What you have to do: How many lines in the material below contain the word "bride"? Reply with the number only.

-- start Dataset content --

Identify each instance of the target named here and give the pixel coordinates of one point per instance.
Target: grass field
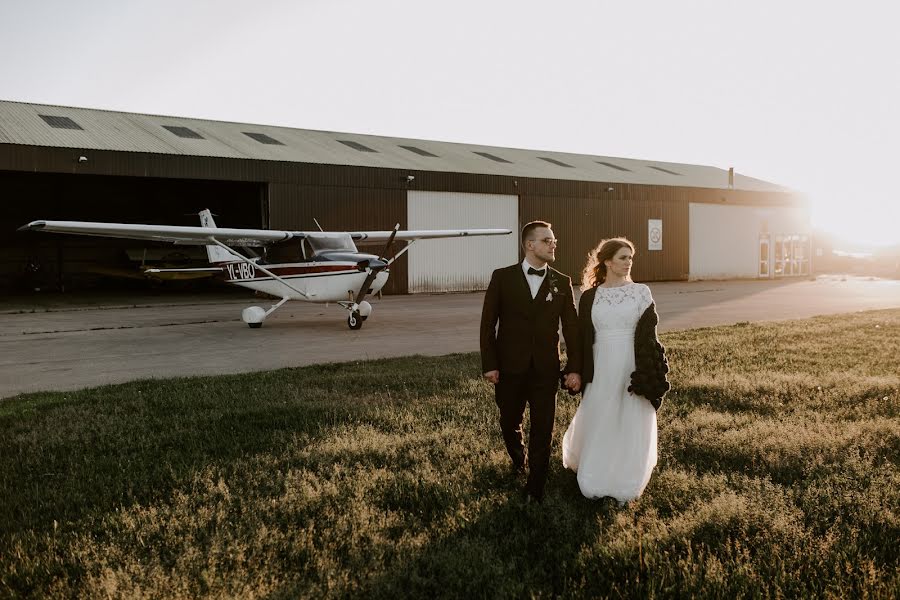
(778, 475)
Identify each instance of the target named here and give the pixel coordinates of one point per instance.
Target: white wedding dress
(611, 442)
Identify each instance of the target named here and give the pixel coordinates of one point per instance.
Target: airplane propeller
(360, 309)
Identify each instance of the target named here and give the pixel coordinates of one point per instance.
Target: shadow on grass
(67, 457)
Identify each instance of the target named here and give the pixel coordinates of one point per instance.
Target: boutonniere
(553, 287)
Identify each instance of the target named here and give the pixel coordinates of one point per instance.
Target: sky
(804, 94)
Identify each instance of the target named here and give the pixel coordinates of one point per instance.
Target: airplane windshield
(333, 242)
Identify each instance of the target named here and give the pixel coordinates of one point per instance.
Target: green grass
(778, 475)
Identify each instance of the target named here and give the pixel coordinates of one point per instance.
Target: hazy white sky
(801, 93)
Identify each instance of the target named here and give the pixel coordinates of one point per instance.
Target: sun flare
(862, 221)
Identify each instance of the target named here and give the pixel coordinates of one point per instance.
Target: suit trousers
(538, 391)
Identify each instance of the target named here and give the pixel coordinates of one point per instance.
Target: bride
(611, 442)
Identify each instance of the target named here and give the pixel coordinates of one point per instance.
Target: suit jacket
(651, 366)
(528, 329)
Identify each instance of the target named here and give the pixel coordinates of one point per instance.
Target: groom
(521, 356)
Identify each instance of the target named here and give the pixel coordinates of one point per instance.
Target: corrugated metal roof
(21, 123)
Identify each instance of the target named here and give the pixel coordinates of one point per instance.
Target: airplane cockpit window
(332, 242)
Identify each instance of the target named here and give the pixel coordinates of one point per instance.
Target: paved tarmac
(63, 343)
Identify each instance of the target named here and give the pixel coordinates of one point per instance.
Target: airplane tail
(216, 254)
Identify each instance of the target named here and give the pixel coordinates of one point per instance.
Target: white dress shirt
(534, 281)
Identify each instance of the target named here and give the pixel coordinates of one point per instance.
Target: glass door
(764, 256)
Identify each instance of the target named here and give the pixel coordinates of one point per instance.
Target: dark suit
(525, 349)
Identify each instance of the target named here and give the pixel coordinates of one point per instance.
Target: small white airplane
(331, 269)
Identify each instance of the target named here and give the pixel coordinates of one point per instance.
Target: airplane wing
(201, 236)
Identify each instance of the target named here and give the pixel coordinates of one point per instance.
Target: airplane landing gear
(255, 315)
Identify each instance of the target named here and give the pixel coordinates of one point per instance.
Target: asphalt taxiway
(60, 343)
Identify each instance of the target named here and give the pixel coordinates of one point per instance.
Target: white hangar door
(460, 264)
(734, 241)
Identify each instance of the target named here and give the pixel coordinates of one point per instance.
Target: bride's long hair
(595, 270)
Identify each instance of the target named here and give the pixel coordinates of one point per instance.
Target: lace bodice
(619, 308)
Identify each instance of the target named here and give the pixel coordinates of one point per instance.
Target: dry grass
(779, 475)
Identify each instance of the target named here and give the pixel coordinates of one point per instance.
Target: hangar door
(460, 264)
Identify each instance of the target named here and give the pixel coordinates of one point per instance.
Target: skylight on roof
(419, 151)
(555, 162)
(357, 146)
(611, 166)
(262, 138)
(492, 157)
(664, 170)
(183, 132)
(60, 122)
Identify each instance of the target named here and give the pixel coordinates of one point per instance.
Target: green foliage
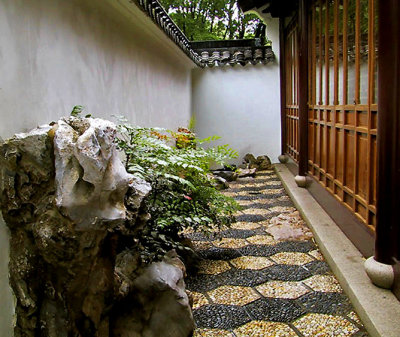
(211, 20)
(77, 110)
(182, 193)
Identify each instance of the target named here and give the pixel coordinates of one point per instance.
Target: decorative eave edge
(232, 56)
(206, 57)
(161, 18)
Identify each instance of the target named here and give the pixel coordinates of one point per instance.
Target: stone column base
(283, 158)
(301, 181)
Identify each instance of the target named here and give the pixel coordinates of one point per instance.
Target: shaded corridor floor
(265, 276)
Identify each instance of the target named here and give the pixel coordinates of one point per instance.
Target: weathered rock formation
(73, 212)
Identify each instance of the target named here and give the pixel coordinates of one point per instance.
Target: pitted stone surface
(297, 294)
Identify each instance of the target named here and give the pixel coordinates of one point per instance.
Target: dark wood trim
(282, 75)
(355, 230)
(388, 143)
(303, 87)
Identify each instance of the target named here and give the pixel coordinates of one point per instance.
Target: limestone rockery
(73, 213)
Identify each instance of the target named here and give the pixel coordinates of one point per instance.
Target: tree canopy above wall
(203, 20)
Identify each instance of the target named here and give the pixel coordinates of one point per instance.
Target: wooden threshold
(355, 230)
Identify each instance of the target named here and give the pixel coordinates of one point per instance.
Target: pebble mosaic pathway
(265, 276)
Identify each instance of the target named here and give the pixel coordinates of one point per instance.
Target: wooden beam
(303, 88)
(387, 244)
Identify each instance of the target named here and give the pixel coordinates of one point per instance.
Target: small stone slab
(219, 316)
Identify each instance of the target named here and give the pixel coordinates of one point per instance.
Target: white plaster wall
(241, 104)
(105, 55)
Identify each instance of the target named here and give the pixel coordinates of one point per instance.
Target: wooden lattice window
(343, 102)
(292, 92)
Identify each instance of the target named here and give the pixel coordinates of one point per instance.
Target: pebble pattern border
(265, 276)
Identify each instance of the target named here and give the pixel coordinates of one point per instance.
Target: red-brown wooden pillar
(388, 167)
(303, 93)
(282, 158)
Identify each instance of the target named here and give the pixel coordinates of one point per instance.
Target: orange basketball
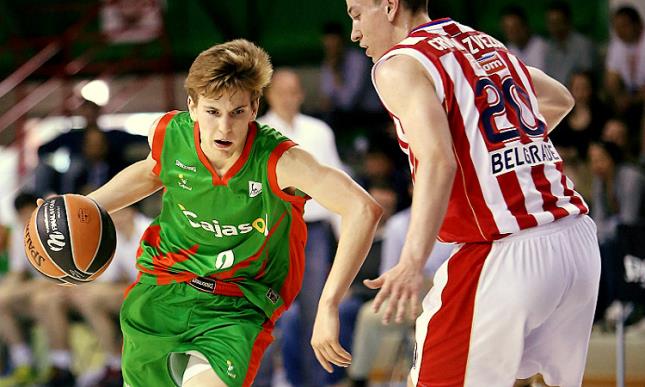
(70, 239)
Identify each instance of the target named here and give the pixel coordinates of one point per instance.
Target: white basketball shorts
(511, 308)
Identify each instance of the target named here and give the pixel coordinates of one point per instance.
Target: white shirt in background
(123, 266)
(533, 53)
(628, 61)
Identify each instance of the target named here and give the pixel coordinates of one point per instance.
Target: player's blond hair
(231, 66)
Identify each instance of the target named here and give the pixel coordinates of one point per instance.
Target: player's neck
(287, 117)
(411, 22)
(223, 160)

-- end Dataset content --

Written response: 2